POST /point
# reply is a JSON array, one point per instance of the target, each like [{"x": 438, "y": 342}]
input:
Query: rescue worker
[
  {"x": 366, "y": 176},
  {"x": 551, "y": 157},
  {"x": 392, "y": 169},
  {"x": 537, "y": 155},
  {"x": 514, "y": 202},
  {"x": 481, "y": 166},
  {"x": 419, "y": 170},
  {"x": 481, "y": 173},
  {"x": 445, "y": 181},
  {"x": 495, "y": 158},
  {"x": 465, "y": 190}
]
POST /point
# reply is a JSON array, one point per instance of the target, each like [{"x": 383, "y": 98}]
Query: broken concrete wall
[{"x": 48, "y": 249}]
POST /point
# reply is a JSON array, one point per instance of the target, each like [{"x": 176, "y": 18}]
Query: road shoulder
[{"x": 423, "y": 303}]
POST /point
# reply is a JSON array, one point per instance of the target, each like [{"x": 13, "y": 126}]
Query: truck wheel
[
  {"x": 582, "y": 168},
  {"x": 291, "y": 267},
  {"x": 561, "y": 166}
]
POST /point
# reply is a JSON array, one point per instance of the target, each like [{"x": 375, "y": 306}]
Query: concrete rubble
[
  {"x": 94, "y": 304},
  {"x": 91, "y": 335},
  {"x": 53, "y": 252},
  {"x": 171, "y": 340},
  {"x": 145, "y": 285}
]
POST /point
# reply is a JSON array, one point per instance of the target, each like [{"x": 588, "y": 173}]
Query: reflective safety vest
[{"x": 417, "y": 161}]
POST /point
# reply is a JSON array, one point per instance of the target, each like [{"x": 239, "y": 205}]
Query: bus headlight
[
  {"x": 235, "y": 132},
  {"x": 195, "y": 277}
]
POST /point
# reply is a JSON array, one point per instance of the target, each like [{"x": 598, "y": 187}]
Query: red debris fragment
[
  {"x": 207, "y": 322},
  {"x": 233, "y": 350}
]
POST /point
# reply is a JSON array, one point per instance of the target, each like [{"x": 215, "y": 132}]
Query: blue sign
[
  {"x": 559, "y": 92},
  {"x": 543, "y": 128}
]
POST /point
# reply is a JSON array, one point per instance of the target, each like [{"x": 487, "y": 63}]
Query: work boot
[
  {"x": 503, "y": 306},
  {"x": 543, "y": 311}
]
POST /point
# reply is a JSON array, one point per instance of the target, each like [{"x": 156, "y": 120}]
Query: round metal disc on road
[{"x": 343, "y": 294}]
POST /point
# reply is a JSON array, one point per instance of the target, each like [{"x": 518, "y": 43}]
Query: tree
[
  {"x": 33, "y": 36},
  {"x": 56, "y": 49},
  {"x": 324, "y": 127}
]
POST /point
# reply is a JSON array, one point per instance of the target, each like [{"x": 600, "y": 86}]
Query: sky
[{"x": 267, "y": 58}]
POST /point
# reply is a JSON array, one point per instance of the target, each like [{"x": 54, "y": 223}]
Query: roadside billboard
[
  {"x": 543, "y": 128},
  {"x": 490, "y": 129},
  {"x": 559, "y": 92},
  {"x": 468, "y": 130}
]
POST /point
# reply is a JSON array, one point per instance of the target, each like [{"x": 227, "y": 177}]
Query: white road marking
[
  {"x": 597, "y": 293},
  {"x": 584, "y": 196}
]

- - -

__Work instructions__: Locate every line in the entries above that contains the word "concrete" and copy each of those lines.

__Response for this exercise__:
Query: broken concrete wall
Query: concrete rubble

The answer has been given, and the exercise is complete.